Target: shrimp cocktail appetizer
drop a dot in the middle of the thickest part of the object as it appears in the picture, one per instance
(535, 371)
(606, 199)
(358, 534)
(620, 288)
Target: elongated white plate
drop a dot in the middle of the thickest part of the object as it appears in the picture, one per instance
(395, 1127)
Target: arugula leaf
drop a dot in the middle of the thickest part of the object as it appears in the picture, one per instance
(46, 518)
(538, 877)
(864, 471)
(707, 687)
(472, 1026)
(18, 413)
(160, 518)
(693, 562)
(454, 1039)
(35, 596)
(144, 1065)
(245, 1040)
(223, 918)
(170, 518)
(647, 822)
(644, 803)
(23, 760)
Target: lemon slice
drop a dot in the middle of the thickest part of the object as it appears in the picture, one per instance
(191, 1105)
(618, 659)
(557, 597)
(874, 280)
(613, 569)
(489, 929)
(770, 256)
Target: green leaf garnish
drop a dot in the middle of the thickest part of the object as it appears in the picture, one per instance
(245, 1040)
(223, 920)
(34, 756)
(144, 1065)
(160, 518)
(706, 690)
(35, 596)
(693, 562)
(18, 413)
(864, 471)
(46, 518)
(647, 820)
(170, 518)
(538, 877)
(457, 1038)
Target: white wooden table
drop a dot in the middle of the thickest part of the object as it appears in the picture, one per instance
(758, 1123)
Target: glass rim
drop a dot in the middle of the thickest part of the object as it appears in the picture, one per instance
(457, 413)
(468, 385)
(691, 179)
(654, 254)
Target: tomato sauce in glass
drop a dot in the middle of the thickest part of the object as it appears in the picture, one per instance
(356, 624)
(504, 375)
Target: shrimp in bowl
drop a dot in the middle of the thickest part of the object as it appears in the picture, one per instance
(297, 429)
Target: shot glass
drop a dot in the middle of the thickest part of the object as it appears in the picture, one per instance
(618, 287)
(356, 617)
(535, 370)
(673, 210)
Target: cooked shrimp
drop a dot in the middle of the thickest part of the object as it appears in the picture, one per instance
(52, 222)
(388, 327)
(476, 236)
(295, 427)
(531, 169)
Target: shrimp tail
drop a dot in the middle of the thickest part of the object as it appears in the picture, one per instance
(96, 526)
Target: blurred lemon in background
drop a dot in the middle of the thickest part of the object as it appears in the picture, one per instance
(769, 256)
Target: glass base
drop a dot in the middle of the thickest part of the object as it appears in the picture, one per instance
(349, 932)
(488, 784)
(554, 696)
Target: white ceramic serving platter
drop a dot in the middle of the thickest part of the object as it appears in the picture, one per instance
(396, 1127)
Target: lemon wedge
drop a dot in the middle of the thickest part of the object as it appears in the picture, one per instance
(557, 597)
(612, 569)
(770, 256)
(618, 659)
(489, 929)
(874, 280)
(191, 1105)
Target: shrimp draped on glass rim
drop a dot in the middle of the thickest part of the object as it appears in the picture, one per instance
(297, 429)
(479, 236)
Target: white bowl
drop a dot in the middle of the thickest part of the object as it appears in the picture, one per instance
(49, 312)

== == ==

** Exercise goal **
An unaltered copy of the listing above must form the answer.

** Answer area **
Target: shrimp cocktail appetizer
drop a dot in the middle of the thickest part of the object as it appears in the picture, one per instance
(535, 371)
(606, 199)
(358, 534)
(620, 288)
Target: elongated white plate
drop a dot in the middle of the thickest part of the object as it appears in the picture, one per instance
(395, 1127)
Target: arugula leaf
drop a dot in the middle of the thickest part of the object as it appears in the picture, one per instance
(46, 518)
(538, 877)
(864, 471)
(707, 687)
(472, 1026)
(18, 413)
(160, 518)
(693, 562)
(454, 1039)
(35, 596)
(144, 1065)
(245, 1040)
(223, 918)
(170, 518)
(647, 822)
(644, 803)
(23, 760)
Target: lemon slice
drop a dot in the middle of the thickest part of the object as it appears in the picture, one per instance
(191, 1105)
(618, 659)
(557, 597)
(874, 280)
(613, 569)
(489, 929)
(770, 256)
Target: green leaf garnish
drop a dot in the middle of the thickest part of the object as it appears in the picture, one per instance
(245, 1040)
(223, 920)
(34, 756)
(144, 1065)
(160, 518)
(706, 690)
(35, 596)
(693, 562)
(18, 413)
(864, 471)
(46, 518)
(647, 820)
(170, 518)
(538, 877)
(457, 1038)
Target: white wooden table
drop a dot in the middle of the thickest part of the object as it appears in the picture, one per instance
(758, 1123)
Target: glass rim
drop a dot in the middle of the thickest part of the object as it appears in the picture, one per instance
(457, 413)
(468, 385)
(691, 179)
(654, 254)
Target: tomato sauce in glass
drop a dot in the middle of the thickest part of the object as it appears in the picture, one per instance
(356, 624)
(504, 375)
Target: shrimp in bowl
drop a dot in the middle of the thickest part of the object as it appears in the picture, one per instance
(297, 429)
Target: shot glass
drop a dot in the middle of the thickest part of the object as it appears in the picture, one per instance
(618, 287)
(356, 617)
(535, 370)
(673, 210)
Target: cooked shrimp
drop a dot in the middle of the thickest part of the object as it appears in the picture, one per instance
(52, 222)
(388, 327)
(476, 236)
(295, 427)
(531, 169)
Target: shrimp tail
drop a dot in the middle of the thickest part of the object as it appears in the picture, one per instance
(96, 526)
Target: blurred lemon in background
drop a dot in the middle of the thickest part of the object as it appears in the picture, one per instance
(769, 256)
Target: glass base
drop a dot in the middle of the thickest part of the object as it appears in the picture, one per instance
(349, 932)
(488, 784)
(554, 696)
Target: white ceramic serving platter
drop a dot in the middle of the thickest part of the object as it appears in the picture, one per instance
(396, 1127)
Target: lemon wedge
drop a dot in the middle of the thickest part of the object as it appears in the picture, one per instance
(557, 597)
(612, 569)
(770, 256)
(618, 659)
(489, 929)
(874, 280)
(191, 1105)
Target: shrimp draped on glass rim
drop a dot in the middle of the thickest part of the object as it appears in the picture, one per instance
(297, 429)
(479, 236)
Target: white bowl
drop a dot in the middle of the thickest part of the object as it appears in the picture, one per instance
(49, 312)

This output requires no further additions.